Extract provided:
--------------------------------------------------
Thursday, January 29, 2015

DISTAL CUES: Composing with the Ideal Solids

Amelia Ketzer Dean
Last night we covered the six Distal Cues for creating depth within a composition (see menu above for more info). Amelia has created a very rich and mysterious image. The value range consists of mostly low key values suggesting a dark environment possibly naturally illuminated by the moon shining through a window. Her mark-making is expressive but does not dismiss the cross-contours of the objects. The table edge activates the negative space while adding a sense of the unknown leaving the viewer to wonder what lies down below.

Tuesday, January 27, 2015


Here's a page from my sketchbook playing around with some of the things addressed in last week's classes. The two drawings on the right are essentially cross-contour studies even though the "accenting" has given the appearance of hatched texture. The small drawing on the left started out as a contour drawing and developed into a line drawing with tone. All drawn with an "F" tip Faber Castell Pitt Pen. NOTE: I'll accept cross-contour studies with homework #1 too.


Last night the class made drawings of the Ideal Solids (standard geometric forms found in many man made objects and some from nature). We also addressed the categories of light to add volume to the forms. The last drawings of the evening explored the tonal and textural applications of the charcoal and erasers through additive as well as reductive drawing techniques.
Techi Brant
 Techi's drawings both exhibit a strong use of linear as well as tonal applications. She has also worked with the eraser to reduce the tones and create white marks. Notice her attention to the cross-contours in the direction of her marks most evident in the cone.
Amy Macinnis
 Amy's drawing illustrates a more realistic approach in the absence of dark contour lines. Instead the planes (or sides)  of the cube are defined by using white lines as highlights or juxtaposing a dark value against a lighter value.
John Burgess
John's cylinder exhibits strong textural qualities as well as addressing the categories of light. Again attention is given to the cross-contours by curving the tonal sweeps around the form.

Saturday, January 24, 2015

LINE: Contour vs. Gesture

Yesterday morning began with a discussion on Contour Line drawing followed by a series of studies in contour.
Giana Lawson

Javier Contreras
The two examples above illustrate strong, bold and confident contours. Notice how lines advance and recede depending on their location and value (darks advance, lights recede).
The afternoon session was dedicated to the Gesture drawing techniques. We began with cross-contour studies followed by continuous line drawings. You's drawing below again illustrates the importance of "accenting" the line with dark and light variations as well as thick and thin areas to enhance the sense of volume.
You Nara
We ended class with a series of bone studies drawn in the technique that best suited the requirements of the subject. Both students below chose to use the Mass drawing technique. The antler's exhibit a strong attention to the light and dark patterns as well as strong experimentation with the materials. Eduardo's drawing also illustrates an acute observation of the value patterns. In addition both drawings have effectively used cast shadows to create weight/ gravity and a sense of space or environment.
Celindrea Debuck

Eduardo Gonzales

Thursday, January 22, 2015

LINE: Contour and Extended contour drawings

Here's an example of a contour from my sketchbook. You don't have to draw only single objects but rendering a space or room is a good challenge as well, as in the R. Crumb example shown in class. My drawing started on the right with the corner of the countertop. I progressed to the left rendering the end table. I bounced back and forth a bit when rendering the couch and the baby activity box thing in the bottom left corner.
--------------------------------------------------
Objectives:
(1) In the drawing class blog, list every student named in the entry dated Saturday, January 24, 2015.
(2) According to the drawing class blog, what pen was used for the sketchbook page in the January 27 entry?

Raw data:
--------------------------------------------------
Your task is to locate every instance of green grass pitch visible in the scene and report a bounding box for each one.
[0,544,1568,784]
--------------------------------------------------
Results for each task:
(1) Giana Lawson, Javier Contreras, You Nara, Celindrea Debuck, Eduardo Gonzales

(2) An "F" tip Faber Castell Pitt Pen.